● **WHAT IS NEEDED**
Turn every line of the listing below into a row of a Markdown table with the columns No. and Line, numbering the rows in order and leaving out blank lines.
## START RECORDS FOR THIS TASK
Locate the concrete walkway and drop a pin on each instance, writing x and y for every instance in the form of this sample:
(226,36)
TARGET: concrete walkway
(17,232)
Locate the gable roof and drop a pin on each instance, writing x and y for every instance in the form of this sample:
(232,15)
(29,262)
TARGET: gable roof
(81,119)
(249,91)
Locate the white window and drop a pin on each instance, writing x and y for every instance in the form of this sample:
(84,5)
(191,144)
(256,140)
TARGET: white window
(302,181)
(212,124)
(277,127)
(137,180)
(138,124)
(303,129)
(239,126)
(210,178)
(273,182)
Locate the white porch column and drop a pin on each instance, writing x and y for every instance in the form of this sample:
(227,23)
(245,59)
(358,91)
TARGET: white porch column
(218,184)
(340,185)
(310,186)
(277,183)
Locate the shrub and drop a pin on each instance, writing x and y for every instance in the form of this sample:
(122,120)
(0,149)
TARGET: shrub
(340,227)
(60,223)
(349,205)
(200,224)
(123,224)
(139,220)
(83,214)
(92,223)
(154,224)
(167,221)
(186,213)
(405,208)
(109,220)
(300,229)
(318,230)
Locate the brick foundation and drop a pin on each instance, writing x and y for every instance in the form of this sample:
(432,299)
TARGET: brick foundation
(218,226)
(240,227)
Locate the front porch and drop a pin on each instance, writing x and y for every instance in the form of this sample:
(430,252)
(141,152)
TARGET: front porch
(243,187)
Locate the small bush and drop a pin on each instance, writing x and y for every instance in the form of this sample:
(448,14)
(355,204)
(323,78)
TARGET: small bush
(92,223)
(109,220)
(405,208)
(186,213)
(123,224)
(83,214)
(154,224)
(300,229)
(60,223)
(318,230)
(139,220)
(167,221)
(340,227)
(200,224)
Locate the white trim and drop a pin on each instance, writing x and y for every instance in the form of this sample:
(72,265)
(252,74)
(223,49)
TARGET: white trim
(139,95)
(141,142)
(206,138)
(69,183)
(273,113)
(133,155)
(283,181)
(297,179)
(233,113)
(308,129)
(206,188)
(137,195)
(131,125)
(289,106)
## END RECORDS FOR THIS TASK
● **ANSWER IN FULL**
| No. | Line |
|---|---|
| 1 | Locate the concrete walkway and drop a pin on each instance, writing x and y for every instance in the form of this sample: |
| 2 | (226,36) |
| 3 | TARGET: concrete walkway |
| 4 | (17,232) |
| 5 | Locate the gable roof and drop a pin on each instance, writing x and y for every instance in the form of this sample: |
| 6 | (232,15) |
| 7 | (29,262) |
| 8 | TARGET: gable roof |
| 9 | (81,119) |
| 10 | (249,91) |
| 11 | Locate the white window and drop a pin on each instance, writing x and y for every instance in the form of this sample: |
| 12 | (84,5) |
| 13 | (191,144) |
| 14 | (256,140) |
| 15 | TARGET: white window |
| 16 | (302,181) |
| 17 | (212,124) |
| 18 | (277,127) |
| 19 | (137,180) |
| 20 | (138,124) |
| 21 | (303,129) |
| 22 | (239,126) |
| 23 | (210,178) |
| 24 | (273,182) |
| 25 | Locate the white porch column and drop a pin on each instance, writing x and y for every instance in the form of this sample: |
| 26 | (227,23) |
| 27 | (245,59) |
| 28 | (358,91) |
| 29 | TARGET: white porch column |
| 30 | (218,184) |
| 31 | (340,185) |
| 32 | (310,186) |
| 33 | (277,183) |
| 34 | Locate the shrub and drop a pin on each instance, writing x and y for every instance in the form of this sample: |
| 35 | (122,120) |
| 36 | (0,149) |
| 37 | TARGET: shrub |
| 38 | (340,227) |
| 39 | (60,223) |
| 40 | (349,205) |
| 41 | (200,224) |
| 42 | (123,224) |
| 43 | (139,220) |
| 44 | (83,214) |
| 45 | (92,223) |
| 46 | (154,224) |
| 47 | (167,221) |
| 48 | (186,213) |
| 49 | (405,208) |
| 50 | (109,220) |
| 51 | (300,229) |
| 52 | (318,230) |
| 53 | Locate the brick foundation and drop a pin on each instance, writing x and y for every instance in the form of this sample: |
| 54 | (432,299) |
| 55 | TARGET: brick foundation |
| 56 | (218,226) |
| 57 | (240,227) |
| 58 | Locate the front porch and drop a pin on each instance, writing x and y for every instance in the form of this sample: |
| 59 | (430,252) |
| 60 | (141,152) |
| 61 | TARGET: front porch |
| 62 | (243,187) |
| 63 | Locate the small bush and drop a pin on each instance, writing x and y for every instance in the form of this sample: |
| 64 | (448,14) |
| 65 | (355,204) |
| 66 | (323,78) |
| 67 | TARGET: small bush |
| 68 | (92,223) |
| 69 | (109,220) |
| 70 | (405,208) |
| 71 | (186,213) |
| 72 | (123,224) |
| 73 | (83,214) |
| 74 | (154,224) |
| 75 | (300,229) |
| 76 | (60,223) |
| 77 | (318,230) |
| 78 | (139,220) |
| 79 | (167,221) |
| 80 | (340,227) |
| 81 | (200,224) |
| 82 | Locate the white trim and drop a pin on each instance, writing x and y for every instance in the form of this sample: |
| 83 | (72,265) |
| 84 | (252,74) |
| 85 | (223,49) |
| 86 | TARGET: white trim |
| 87 | (139,95) |
| 88 | (141,142) |
| 89 | (206,138) |
| 90 | (69,183) |
| 91 | (273,113) |
| 92 | (133,155) |
| 93 | (283,181) |
| 94 | (297,179) |
| 95 | (233,113) |
| 96 | (308,129) |
| 97 | (206,188) |
| 98 | (137,195) |
| 99 | (131,125) |
| 100 | (289,106) |